• [DATA FOR THE TASK]
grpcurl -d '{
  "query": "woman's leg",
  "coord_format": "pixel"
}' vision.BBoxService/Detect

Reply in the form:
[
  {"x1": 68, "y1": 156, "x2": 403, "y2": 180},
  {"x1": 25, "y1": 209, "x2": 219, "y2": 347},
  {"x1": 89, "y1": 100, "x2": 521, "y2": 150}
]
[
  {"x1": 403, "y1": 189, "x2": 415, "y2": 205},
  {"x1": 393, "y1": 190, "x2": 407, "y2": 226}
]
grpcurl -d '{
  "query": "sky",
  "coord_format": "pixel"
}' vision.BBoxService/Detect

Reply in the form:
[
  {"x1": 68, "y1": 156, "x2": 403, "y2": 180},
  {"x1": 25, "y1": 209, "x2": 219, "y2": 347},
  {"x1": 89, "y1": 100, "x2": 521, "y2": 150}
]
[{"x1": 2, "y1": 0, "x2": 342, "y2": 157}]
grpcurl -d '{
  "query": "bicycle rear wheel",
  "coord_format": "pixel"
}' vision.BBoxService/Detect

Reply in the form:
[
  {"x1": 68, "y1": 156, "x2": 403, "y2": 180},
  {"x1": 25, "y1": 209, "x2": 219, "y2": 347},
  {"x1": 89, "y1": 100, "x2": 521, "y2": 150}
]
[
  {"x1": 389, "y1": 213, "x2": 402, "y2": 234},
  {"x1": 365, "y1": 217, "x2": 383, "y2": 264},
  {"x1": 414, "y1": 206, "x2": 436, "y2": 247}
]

• [PROBLEM TO WORK ON]
Which lines in the records above contain the word "query"? Return each of them.

• [ANSWER TO THIS TASK]
  "query": "woman's leg",
  "query": "sky",
  "query": "bicycle rear wheel",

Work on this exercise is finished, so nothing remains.